## GIVEN REQUEST
Copy out the lines from the one containing "of the white" through the one containing "Query: white wall", both included, exactly as they appear below.

## GIVEN RECORDS
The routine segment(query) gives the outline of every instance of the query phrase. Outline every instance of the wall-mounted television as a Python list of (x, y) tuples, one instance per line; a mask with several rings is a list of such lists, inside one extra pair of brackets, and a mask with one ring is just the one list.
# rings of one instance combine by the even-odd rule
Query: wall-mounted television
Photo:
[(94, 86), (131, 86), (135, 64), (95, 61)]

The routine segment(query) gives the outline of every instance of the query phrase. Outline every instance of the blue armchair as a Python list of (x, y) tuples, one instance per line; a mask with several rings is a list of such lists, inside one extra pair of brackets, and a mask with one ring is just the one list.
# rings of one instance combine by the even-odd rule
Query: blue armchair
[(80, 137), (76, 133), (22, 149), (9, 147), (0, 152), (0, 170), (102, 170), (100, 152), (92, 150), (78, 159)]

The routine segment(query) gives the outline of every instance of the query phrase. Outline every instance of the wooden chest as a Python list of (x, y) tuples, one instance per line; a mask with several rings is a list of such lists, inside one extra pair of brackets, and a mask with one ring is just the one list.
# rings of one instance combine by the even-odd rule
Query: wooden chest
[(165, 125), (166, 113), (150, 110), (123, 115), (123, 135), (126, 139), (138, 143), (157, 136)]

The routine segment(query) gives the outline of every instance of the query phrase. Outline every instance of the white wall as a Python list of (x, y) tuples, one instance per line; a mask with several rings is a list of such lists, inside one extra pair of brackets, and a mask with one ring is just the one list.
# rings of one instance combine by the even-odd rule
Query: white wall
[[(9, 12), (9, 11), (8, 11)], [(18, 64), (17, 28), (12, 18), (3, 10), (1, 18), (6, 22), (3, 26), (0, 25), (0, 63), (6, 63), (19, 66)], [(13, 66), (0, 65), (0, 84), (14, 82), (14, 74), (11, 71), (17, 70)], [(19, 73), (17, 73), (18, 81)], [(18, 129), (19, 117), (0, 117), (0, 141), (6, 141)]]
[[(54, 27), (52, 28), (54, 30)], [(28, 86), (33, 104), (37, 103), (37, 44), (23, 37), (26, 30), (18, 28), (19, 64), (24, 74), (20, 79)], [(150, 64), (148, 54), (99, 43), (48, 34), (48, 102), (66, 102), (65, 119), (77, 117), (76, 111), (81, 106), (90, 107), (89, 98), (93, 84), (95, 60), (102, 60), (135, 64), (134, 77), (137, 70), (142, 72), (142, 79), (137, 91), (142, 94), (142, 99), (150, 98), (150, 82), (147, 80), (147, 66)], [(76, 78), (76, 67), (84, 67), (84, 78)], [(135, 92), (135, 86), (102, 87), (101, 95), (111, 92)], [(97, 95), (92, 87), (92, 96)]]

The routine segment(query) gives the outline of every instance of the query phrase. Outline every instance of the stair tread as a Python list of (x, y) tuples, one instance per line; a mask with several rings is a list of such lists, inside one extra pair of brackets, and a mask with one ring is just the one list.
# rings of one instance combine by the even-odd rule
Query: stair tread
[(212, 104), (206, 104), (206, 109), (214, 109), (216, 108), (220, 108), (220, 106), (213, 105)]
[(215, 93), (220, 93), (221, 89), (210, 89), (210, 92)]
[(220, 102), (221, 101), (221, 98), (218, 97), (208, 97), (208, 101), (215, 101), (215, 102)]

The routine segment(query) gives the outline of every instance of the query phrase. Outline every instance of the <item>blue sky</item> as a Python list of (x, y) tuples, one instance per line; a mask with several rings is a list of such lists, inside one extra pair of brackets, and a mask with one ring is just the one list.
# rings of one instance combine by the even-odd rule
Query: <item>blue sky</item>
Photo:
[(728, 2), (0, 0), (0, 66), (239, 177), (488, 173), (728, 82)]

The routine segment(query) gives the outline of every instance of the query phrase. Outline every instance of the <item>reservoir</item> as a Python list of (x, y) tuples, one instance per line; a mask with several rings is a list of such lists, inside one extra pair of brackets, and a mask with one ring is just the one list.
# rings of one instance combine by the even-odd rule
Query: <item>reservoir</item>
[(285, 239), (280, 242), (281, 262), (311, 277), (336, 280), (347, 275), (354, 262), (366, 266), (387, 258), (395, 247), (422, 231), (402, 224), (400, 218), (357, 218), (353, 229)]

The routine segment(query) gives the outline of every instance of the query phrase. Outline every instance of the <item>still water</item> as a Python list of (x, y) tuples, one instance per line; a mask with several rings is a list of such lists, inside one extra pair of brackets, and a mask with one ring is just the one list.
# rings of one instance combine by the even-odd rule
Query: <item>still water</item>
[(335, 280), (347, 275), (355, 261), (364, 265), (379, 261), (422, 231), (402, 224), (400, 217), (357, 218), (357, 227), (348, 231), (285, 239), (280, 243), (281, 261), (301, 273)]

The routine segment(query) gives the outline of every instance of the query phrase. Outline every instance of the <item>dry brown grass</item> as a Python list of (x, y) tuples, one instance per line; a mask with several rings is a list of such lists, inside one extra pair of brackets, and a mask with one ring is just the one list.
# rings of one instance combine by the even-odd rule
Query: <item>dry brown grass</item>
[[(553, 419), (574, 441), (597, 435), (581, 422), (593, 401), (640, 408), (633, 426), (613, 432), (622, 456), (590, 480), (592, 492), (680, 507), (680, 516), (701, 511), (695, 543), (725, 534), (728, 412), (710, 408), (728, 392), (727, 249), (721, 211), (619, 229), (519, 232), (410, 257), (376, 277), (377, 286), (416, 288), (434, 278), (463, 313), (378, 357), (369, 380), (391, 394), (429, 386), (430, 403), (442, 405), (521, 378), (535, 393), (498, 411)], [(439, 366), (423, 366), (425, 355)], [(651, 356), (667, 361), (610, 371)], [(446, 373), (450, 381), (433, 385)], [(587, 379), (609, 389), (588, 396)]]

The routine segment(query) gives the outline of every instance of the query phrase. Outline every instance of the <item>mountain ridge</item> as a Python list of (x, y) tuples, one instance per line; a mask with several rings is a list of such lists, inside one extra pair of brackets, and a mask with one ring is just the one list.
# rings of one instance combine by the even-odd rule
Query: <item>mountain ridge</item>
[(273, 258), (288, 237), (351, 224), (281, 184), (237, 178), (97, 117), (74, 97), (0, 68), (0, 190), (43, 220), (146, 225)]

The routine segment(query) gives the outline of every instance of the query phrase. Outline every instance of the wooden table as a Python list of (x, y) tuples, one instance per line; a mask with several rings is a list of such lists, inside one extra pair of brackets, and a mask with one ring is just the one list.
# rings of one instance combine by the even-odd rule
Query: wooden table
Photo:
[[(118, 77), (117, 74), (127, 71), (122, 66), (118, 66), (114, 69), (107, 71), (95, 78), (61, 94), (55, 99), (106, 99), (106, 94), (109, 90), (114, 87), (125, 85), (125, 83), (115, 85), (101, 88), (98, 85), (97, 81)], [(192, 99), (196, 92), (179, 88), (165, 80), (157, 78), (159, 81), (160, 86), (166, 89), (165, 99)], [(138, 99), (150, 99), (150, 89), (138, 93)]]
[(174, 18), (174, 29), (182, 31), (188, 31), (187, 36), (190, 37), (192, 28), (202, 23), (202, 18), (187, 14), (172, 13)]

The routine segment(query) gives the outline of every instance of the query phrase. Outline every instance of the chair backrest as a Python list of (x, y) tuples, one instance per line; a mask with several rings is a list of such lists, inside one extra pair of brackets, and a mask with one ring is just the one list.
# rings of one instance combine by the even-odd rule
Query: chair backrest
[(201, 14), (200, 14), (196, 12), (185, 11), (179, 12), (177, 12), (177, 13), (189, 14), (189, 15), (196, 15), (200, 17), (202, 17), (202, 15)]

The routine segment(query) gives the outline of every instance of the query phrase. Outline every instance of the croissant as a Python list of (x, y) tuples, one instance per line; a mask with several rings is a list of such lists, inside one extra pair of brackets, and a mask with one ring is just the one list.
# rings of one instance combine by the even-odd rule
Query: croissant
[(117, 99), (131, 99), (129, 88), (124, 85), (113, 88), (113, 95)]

## ANSWER TO THIS PROBLEM
The routine segment(query) gives the outline of every instance of the query phrase. Outline every instance of the white wall as a Python list of (x, y) tuples, one instance per line; a mask with several rings is a list of such lists, inside one extra pair of brackets, and a mask with one ring is just the one list.
# rings of one instance combine by the even-odd rule
Query: white wall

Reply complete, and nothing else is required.